* [Material for the task]:

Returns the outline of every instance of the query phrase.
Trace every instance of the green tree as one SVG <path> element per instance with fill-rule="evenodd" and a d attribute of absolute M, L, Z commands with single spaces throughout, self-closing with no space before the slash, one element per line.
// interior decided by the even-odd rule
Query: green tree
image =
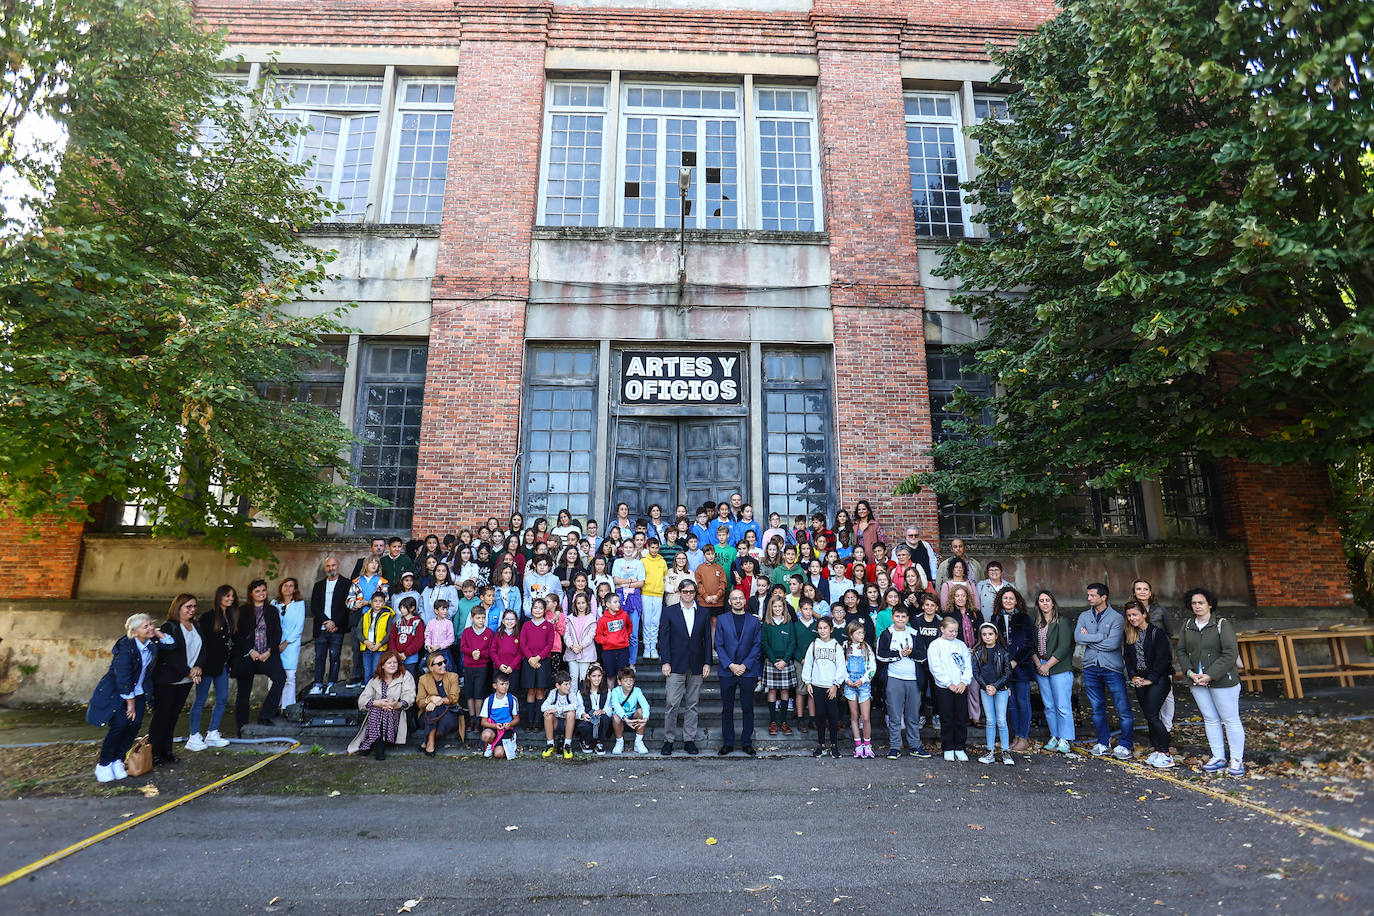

* [Work instructions]: Transcribe the records above exactly, without images.

* [Response box]:
Returns the outline of every instance of the query phrase.
Trace every instance of the green tree as one SVG <path> element per instance with fill-rule="evenodd" and a d attribute of absolute M, L, Z commands with single spaces throughout, self-closing with no space before the slash, one element per line.
// interior decided by the even-odd rule
Query: green tree
image =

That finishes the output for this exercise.